# 47mph in a 30 zone, "Not Dangerous"



## spindrift (23 Oct 2007)

The absurdity of the current law on what constitutes "dangerous driving".




http://news.bbc.co.uk/1/hi/england/manchester/7058736.stm

Despite the judge's encouraging remarks, a driver didn't see a pedestrian change direction, in a panic to save their life.


----------



## bonj2 (23 Oct 2007)

this  tells you all you need to know.
in particular
"The current system is still looking at the state of mind of the driver, simply because it makes no sense not to. If the decision to charge, and the level of penalty, were to be decided simply on the 'dangerousness' of the driving, then every driver who pulled out of a side road and either failed to see the oncoming car, or misjudged its speed, would be charged with Dangerous Driving - because there is no doubt that such an act poses a danger to other road users. In fact, these drivers are almost always charged with Careless Driving, because it is recognised that they did not intentionally take the risk, but failed to take sufficient care."


----------



## piedwagtail91 (23 Oct 2007)

+++

- **Set of tasks**:
1. Report how many lines in the listing contain the string "green". Give only the number.
2. Continue the forum thread about the dangerous driving ruling from where it stops.

- **Information supplied**:
+++

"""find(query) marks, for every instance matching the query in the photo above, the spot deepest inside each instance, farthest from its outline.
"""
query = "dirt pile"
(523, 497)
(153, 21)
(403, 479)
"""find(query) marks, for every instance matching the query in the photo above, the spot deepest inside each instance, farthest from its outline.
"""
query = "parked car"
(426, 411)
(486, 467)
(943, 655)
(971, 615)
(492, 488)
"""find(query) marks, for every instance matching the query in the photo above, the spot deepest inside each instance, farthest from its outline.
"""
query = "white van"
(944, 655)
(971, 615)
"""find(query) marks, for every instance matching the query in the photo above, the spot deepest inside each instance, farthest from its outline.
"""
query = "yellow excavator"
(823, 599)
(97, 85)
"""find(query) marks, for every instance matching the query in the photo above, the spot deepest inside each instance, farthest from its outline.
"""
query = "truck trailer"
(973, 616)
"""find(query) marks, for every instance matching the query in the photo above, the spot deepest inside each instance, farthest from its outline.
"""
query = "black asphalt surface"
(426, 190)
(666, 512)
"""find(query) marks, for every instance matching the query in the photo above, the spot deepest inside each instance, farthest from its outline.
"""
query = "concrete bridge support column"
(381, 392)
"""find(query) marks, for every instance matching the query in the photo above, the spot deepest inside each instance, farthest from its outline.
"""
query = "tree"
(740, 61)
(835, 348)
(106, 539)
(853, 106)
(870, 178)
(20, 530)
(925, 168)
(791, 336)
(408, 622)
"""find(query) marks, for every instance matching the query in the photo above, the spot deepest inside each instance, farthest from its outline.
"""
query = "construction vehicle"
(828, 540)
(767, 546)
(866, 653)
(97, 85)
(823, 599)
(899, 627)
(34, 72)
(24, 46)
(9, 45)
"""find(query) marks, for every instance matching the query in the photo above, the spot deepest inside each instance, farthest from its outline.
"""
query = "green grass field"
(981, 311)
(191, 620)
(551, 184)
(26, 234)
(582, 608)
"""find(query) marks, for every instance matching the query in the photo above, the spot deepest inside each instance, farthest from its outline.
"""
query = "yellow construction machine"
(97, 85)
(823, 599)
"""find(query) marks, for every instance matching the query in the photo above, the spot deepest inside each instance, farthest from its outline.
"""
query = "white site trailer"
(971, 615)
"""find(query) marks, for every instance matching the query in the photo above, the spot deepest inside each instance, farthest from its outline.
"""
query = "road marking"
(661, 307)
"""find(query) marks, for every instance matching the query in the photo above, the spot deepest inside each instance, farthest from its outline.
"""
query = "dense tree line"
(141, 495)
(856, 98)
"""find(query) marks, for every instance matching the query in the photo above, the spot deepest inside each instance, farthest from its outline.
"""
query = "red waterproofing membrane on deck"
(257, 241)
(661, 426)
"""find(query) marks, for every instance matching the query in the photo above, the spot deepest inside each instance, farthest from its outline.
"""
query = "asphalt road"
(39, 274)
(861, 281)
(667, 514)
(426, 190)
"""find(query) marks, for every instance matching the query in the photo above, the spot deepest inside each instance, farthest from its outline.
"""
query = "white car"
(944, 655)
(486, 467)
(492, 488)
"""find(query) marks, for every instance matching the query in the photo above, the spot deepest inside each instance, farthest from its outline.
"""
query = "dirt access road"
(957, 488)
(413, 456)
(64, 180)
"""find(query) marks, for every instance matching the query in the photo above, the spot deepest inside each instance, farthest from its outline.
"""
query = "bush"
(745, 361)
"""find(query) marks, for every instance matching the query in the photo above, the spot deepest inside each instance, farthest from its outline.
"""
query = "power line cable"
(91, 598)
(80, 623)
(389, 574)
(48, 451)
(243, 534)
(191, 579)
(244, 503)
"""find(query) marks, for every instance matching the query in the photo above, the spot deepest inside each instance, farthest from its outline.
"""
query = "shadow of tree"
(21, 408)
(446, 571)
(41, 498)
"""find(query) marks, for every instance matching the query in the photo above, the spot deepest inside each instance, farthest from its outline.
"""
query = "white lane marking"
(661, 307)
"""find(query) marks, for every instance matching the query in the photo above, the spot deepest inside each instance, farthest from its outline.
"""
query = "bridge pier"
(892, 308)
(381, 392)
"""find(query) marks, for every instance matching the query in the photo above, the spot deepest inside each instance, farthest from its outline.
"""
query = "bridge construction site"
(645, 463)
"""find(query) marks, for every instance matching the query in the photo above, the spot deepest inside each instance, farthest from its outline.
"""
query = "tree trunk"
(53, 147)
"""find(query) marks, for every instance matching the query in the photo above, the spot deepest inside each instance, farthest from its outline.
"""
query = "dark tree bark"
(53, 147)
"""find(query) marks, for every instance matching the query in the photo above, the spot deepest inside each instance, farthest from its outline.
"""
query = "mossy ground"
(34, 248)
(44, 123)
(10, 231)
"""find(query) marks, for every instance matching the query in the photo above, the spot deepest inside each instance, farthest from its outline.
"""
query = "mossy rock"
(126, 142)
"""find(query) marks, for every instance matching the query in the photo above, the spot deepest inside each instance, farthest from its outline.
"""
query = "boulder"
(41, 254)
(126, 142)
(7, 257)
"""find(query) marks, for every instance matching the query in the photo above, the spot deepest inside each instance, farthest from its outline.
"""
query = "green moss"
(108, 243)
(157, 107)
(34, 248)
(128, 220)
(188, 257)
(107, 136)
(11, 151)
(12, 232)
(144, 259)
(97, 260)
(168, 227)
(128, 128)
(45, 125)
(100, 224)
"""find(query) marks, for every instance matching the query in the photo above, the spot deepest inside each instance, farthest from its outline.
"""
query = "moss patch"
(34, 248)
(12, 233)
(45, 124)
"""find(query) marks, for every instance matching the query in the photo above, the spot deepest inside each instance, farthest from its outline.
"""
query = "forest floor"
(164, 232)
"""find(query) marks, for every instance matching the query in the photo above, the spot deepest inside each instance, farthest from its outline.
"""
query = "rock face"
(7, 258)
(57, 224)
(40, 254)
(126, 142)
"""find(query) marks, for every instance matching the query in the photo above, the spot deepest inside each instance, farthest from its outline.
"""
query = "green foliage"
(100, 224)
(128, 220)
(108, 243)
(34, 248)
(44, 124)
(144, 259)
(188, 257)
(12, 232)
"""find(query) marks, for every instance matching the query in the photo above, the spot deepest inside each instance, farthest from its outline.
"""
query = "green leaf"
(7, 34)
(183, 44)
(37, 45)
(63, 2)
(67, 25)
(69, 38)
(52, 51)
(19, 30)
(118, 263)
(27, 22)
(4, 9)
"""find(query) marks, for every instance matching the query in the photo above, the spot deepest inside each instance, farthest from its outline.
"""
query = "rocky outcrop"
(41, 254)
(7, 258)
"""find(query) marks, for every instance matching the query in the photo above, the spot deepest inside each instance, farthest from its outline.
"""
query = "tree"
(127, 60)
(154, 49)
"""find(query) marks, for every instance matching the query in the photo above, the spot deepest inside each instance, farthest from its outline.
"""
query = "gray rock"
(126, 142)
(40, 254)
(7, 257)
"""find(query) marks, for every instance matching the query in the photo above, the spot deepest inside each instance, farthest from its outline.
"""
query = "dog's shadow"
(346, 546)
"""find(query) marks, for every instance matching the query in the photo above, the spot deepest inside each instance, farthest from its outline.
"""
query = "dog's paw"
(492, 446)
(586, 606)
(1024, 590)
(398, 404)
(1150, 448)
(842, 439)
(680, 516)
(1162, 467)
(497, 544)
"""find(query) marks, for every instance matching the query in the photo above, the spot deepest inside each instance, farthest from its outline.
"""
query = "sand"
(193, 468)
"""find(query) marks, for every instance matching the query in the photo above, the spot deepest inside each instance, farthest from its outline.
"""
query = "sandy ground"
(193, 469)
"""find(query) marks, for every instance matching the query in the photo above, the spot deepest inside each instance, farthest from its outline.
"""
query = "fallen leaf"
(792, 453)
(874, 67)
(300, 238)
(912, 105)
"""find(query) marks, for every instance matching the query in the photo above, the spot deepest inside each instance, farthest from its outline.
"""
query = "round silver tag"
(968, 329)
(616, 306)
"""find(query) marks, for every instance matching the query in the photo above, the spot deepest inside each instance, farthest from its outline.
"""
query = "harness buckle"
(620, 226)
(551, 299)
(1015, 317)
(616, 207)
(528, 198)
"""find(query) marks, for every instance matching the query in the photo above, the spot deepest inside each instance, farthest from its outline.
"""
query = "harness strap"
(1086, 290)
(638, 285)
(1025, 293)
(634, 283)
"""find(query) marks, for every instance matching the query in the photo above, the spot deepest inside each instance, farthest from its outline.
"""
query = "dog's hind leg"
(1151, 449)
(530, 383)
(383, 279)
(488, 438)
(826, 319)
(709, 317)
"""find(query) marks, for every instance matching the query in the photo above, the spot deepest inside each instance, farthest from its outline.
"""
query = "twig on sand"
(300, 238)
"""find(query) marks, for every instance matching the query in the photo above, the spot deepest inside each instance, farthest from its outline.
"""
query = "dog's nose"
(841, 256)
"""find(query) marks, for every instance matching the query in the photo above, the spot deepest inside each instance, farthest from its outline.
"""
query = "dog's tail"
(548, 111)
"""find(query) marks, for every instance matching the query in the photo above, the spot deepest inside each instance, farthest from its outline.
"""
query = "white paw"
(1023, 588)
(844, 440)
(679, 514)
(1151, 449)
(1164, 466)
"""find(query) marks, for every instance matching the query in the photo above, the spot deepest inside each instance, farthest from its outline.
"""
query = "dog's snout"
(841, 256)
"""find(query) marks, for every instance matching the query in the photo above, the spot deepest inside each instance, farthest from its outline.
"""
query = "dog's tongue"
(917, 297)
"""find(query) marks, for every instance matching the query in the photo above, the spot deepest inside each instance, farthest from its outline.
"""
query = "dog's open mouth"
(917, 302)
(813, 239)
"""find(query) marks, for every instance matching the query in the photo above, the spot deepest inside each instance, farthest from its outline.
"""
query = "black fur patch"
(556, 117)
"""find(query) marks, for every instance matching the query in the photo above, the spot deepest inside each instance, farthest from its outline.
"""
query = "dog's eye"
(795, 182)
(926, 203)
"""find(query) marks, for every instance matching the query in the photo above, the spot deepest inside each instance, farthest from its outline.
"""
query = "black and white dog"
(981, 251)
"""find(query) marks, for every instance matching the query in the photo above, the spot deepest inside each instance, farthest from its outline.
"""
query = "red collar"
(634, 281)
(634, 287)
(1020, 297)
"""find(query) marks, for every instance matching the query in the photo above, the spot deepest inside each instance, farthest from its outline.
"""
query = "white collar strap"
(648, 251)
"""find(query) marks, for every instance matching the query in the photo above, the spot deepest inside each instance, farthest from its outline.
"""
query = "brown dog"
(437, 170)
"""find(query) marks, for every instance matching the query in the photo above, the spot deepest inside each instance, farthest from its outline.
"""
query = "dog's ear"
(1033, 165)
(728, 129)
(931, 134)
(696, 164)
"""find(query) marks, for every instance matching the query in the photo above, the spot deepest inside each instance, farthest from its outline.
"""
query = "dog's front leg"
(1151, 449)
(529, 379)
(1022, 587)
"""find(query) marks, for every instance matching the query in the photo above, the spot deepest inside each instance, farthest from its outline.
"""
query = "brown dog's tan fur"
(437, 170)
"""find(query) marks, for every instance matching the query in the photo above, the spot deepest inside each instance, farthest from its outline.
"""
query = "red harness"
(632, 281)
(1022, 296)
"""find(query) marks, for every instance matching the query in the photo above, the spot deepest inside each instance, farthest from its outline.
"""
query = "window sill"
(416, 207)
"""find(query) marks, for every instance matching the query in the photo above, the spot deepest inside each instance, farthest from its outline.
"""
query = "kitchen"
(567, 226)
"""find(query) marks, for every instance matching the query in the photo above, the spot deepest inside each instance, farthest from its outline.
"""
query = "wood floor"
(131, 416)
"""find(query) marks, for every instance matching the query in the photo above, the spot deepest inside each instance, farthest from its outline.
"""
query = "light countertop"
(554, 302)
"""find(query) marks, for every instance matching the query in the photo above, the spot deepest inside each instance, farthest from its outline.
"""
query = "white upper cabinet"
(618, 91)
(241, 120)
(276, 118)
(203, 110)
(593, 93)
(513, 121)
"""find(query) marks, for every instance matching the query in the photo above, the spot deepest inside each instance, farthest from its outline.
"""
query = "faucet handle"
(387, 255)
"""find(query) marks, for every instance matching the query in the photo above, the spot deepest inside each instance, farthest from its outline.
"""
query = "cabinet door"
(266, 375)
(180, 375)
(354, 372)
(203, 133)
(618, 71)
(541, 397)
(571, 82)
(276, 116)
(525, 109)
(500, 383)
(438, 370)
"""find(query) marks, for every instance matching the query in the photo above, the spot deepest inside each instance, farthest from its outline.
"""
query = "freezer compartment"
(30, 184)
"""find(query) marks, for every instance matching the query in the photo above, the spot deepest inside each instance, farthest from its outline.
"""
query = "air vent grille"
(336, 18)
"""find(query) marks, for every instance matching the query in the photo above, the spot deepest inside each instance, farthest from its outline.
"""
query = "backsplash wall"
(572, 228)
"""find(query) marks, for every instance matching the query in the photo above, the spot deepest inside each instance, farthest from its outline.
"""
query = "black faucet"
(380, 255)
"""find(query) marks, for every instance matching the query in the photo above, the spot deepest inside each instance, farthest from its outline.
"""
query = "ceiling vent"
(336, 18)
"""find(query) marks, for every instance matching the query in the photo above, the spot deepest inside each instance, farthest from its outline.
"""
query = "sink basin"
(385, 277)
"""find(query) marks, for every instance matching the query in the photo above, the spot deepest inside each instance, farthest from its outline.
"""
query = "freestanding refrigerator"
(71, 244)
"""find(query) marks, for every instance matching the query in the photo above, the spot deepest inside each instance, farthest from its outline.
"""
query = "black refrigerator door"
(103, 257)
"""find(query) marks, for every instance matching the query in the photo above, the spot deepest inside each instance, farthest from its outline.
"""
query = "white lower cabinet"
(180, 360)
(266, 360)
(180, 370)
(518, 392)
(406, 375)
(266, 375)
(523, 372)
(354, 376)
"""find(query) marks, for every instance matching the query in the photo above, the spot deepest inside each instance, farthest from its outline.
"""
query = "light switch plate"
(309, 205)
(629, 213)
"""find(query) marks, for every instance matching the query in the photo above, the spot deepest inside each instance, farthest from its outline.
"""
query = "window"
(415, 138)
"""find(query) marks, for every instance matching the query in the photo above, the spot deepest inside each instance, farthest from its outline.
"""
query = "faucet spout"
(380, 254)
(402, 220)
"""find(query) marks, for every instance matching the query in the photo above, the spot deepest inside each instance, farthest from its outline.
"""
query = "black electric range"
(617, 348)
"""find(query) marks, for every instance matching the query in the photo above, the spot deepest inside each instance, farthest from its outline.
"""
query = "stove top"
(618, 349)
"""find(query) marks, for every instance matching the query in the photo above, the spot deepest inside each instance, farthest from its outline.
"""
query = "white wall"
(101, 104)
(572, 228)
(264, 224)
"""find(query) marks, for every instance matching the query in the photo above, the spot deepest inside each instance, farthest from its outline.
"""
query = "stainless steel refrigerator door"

+++

- **Answers to the exercise**:
1. 4

2.
no doubt that the verdict would have been the same if the driver had been a penniless student in a clapped out old lada?
obviously the same because british justice is the best in the world.
a world famous bolton boxer and a bolton jury, pretty much the same as ken dodd verses the taxman with a liverpool jury.
if 47 mph in a busy towncentre going through a red light isn't dangerous then what the hell is.
apparently he does a lot of good work in his spare time (as if that is relevent to a jury) well acording to the local news anyway.


----------



## spindrift (23 Oct 2007)

It was a pelican, actually. So a driver is doing a speed that's lethal, above the limit, and doesn't even notice a pedestrian where it is blindingly obvious a pedestrian may be.

And it's not dangerous, oh no.

You're right piedwagtail, it's bought justice.


----------



## Elmer Fudd (23 Oct 2007)

piedwagtail91 said:


> apparently he does a lot of good work in his spare time (as if that is relevent to a jury) well acording to the local news anyway.



Must have lots of spare time though, if he drives at those speeds.


----------



## piedwagtail91 (23 Oct 2007)

the bloke whose leg he smashed is still hobbling around with a walking stick.


----------



## Cab (24 Oct 2007)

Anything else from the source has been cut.